======== EXTRACTED MATERIAL
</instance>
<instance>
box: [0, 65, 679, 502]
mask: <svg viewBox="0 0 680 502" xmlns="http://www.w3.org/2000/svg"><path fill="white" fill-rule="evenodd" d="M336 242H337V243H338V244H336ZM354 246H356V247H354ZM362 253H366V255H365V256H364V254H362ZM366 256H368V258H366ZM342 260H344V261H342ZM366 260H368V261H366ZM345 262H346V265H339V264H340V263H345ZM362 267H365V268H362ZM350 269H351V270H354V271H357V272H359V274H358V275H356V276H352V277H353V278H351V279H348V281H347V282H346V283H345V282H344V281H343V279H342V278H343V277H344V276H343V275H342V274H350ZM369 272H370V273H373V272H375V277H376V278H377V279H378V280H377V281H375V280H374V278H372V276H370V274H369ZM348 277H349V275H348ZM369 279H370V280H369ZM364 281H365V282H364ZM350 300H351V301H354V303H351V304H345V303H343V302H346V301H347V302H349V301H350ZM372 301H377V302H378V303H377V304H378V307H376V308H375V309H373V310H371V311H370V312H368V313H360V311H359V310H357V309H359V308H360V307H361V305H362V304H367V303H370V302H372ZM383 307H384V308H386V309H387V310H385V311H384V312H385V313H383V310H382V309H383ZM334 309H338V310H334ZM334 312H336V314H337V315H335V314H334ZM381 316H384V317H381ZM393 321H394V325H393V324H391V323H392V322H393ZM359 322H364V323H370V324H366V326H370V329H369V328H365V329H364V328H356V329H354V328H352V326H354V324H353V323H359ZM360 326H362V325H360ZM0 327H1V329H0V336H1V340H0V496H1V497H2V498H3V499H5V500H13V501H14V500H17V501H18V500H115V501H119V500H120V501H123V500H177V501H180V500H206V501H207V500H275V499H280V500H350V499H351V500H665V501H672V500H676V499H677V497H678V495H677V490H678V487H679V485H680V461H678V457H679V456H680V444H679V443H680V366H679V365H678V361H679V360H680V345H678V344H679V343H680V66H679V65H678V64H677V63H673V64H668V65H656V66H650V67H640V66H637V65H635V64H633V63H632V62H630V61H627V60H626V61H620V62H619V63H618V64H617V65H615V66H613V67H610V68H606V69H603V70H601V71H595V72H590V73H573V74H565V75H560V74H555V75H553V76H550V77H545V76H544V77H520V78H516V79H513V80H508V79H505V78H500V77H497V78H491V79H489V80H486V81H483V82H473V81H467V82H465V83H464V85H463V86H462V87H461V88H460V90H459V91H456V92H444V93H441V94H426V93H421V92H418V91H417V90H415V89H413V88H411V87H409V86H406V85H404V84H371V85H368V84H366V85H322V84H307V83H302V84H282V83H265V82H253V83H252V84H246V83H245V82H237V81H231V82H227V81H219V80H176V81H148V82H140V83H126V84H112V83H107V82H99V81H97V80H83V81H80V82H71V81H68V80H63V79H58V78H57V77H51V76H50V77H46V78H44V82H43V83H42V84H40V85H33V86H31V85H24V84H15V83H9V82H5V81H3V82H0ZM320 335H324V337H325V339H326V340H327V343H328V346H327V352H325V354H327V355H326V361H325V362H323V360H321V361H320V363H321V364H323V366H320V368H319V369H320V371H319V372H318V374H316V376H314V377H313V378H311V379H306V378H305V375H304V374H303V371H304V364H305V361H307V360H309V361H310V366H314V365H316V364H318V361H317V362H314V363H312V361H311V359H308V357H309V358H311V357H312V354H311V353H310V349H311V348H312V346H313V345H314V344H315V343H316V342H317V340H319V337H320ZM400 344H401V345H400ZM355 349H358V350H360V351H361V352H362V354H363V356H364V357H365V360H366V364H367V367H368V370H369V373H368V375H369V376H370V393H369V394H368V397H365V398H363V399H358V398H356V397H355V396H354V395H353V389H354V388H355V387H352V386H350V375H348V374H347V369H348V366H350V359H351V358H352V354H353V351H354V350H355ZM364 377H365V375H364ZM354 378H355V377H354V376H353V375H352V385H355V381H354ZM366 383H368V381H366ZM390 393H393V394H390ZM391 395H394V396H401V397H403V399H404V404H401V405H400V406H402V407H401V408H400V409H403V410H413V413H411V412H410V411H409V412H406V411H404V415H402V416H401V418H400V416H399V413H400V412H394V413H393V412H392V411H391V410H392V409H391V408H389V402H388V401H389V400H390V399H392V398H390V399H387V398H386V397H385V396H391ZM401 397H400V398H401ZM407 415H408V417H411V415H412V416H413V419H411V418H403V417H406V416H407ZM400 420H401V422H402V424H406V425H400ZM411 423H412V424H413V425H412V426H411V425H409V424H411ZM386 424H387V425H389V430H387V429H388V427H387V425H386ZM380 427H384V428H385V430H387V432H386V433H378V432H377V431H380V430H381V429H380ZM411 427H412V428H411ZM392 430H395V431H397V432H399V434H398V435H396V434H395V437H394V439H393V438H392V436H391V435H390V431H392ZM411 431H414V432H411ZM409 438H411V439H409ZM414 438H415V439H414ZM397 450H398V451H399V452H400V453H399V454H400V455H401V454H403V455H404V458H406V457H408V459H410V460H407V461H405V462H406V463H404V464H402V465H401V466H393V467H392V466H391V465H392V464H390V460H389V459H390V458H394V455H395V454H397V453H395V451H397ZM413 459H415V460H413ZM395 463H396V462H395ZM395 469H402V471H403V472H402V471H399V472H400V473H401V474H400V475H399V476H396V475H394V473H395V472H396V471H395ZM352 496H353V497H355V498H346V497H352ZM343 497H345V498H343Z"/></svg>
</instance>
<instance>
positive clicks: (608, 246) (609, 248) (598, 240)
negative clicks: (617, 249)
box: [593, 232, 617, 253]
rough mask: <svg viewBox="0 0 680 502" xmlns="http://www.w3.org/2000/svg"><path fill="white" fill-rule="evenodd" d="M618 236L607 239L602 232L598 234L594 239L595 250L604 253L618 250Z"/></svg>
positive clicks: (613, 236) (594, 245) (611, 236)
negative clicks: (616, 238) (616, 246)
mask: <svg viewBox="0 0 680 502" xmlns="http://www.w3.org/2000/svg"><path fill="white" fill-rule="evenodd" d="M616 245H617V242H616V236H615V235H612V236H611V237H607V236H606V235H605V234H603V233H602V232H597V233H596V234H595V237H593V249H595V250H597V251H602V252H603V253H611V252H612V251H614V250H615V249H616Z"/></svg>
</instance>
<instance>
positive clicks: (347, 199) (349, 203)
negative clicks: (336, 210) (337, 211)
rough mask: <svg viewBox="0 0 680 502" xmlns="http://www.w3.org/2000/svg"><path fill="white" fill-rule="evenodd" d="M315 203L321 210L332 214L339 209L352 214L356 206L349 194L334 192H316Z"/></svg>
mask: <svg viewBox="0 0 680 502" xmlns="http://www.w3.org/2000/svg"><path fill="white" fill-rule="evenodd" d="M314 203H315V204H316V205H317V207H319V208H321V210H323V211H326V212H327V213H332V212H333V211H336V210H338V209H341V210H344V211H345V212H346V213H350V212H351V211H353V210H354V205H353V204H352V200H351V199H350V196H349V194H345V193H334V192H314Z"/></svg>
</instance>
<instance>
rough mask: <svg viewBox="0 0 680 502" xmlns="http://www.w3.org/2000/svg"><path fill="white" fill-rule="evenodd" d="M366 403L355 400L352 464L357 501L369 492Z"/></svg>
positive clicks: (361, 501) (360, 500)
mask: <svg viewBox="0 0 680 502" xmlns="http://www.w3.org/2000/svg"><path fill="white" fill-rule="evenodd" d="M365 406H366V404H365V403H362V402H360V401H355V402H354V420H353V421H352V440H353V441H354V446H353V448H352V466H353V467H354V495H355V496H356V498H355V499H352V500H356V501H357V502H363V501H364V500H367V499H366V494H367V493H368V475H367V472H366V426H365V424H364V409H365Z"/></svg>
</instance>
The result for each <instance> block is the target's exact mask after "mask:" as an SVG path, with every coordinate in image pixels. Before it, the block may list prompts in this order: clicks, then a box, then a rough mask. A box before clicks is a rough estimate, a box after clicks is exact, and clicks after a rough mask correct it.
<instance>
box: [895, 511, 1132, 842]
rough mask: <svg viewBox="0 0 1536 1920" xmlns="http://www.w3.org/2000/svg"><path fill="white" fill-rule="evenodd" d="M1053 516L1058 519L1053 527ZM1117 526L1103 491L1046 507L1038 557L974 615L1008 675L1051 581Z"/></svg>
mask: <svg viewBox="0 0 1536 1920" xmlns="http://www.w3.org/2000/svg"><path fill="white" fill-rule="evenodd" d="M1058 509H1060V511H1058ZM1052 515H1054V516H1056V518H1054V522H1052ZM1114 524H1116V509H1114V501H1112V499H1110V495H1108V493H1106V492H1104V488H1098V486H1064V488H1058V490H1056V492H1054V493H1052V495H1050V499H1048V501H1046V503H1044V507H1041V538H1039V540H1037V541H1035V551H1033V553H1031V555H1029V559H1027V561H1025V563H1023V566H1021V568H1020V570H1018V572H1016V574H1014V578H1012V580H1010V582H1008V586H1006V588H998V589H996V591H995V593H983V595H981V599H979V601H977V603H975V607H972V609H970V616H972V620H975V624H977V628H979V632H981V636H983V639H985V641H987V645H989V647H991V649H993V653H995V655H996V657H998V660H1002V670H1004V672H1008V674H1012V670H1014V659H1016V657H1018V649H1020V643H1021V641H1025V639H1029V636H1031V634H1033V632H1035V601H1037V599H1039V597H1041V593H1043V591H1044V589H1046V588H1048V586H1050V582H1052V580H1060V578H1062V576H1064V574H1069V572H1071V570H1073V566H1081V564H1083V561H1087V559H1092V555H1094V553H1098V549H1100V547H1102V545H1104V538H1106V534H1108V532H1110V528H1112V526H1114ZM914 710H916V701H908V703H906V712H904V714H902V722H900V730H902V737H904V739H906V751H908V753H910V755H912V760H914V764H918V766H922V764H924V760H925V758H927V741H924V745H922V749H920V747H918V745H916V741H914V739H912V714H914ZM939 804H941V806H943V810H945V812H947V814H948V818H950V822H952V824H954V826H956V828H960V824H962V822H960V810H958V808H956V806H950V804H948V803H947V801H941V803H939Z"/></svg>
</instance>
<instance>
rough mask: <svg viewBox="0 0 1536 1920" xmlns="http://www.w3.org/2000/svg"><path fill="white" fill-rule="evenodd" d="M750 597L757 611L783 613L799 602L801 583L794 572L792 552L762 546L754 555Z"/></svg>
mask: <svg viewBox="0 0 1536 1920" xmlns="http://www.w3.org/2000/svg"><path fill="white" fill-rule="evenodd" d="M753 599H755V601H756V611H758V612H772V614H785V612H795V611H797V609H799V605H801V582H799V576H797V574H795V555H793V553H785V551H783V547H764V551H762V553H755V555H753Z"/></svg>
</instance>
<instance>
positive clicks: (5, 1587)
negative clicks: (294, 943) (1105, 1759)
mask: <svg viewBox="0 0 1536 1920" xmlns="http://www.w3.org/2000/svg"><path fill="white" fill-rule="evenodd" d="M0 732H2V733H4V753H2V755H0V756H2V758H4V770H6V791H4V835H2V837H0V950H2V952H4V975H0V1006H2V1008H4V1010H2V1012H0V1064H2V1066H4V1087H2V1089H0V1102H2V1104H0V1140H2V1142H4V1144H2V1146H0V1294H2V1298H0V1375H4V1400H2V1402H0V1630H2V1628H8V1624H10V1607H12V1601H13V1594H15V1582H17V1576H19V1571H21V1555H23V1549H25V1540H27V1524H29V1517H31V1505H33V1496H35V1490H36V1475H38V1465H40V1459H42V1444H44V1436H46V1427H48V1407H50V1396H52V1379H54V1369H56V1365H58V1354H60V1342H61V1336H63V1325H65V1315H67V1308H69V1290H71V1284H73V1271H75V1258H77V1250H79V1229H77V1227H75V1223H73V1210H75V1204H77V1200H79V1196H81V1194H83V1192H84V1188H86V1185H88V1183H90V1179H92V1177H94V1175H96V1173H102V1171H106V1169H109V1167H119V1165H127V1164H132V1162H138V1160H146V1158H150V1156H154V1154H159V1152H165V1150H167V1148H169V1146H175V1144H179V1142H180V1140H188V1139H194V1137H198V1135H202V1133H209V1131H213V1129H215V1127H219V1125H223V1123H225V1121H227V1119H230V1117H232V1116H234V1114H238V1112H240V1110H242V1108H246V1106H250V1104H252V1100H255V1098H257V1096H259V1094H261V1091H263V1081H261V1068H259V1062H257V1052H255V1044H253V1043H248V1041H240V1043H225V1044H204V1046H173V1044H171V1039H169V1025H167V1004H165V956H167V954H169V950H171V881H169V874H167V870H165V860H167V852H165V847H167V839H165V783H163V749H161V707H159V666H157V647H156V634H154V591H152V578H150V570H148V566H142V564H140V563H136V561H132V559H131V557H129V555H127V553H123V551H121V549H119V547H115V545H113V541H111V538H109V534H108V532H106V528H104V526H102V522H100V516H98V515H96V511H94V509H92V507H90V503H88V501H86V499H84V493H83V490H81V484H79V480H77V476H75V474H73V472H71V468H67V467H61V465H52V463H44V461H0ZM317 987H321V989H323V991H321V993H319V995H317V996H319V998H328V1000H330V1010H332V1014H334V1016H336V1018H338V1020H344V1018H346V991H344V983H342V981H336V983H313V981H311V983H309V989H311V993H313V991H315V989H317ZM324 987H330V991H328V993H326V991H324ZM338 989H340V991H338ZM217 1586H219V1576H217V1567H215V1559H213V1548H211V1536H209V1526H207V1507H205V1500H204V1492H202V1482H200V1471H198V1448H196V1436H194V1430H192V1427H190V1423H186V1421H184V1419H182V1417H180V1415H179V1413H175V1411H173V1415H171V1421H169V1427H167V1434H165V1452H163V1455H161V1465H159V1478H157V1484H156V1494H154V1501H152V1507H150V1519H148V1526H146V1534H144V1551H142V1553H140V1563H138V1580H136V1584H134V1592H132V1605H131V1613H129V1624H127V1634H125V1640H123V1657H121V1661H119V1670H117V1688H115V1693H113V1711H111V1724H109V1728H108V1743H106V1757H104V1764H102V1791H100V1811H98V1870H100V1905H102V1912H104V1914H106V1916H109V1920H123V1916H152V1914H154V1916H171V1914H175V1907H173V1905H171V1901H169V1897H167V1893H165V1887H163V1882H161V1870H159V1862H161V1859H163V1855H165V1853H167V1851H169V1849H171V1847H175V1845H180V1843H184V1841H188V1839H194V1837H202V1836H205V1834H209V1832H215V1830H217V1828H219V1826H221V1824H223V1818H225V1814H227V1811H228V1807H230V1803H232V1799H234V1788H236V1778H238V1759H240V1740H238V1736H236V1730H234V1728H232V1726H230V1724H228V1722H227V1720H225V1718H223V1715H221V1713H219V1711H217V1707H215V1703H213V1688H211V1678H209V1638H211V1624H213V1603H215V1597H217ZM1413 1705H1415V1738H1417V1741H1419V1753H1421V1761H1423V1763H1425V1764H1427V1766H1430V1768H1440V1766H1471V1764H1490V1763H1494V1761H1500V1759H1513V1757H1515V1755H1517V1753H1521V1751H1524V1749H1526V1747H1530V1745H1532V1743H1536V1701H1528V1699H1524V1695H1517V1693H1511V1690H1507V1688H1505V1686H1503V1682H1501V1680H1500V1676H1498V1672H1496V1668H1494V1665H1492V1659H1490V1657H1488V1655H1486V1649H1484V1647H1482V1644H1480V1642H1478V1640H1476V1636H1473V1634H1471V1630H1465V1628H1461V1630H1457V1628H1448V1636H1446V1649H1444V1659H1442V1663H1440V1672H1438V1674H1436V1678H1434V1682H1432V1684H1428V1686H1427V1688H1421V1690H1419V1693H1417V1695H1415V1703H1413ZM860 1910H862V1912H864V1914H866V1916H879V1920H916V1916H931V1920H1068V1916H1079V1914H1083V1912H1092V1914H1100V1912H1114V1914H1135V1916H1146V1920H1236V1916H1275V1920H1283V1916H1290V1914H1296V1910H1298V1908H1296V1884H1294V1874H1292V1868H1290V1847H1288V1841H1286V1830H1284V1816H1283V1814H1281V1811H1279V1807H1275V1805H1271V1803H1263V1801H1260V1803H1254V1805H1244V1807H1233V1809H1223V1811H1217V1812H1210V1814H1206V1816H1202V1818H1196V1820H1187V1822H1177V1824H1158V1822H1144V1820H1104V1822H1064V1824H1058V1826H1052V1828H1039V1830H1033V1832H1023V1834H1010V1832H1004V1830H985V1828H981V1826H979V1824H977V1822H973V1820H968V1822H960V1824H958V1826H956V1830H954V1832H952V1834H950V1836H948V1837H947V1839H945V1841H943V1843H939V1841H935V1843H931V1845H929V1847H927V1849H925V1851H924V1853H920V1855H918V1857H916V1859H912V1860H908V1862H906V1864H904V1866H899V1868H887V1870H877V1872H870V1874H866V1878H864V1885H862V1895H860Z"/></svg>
================
YOUR ASSIGNMENT:
Within the data above, the lines from the one with "597L757 611L783 613L799" to the one with "positive clicks: (5, 1587)" must be repeated exactly; no other line belongs in the answer.

RESPONSE TO THE EXERCISE:
rough mask: <svg viewBox="0 0 1536 1920" xmlns="http://www.w3.org/2000/svg"><path fill="white" fill-rule="evenodd" d="M750 597L757 611L783 613L799 602L801 583L794 572L792 552L762 546L754 555Z"/></svg>
mask: <svg viewBox="0 0 1536 1920" xmlns="http://www.w3.org/2000/svg"><path fill="white" fill-rule="evenodd" d="M753 599H755V601H756V611H758V612H772V614H785V612H795V611H797V609H799V605H801V582H799V576H797V574H795V555H793V553H785V551H783V547H764V551H762V553H755V555H753Z"/></svg>
</instance>
<instance>
positive clicks: (5, 1587)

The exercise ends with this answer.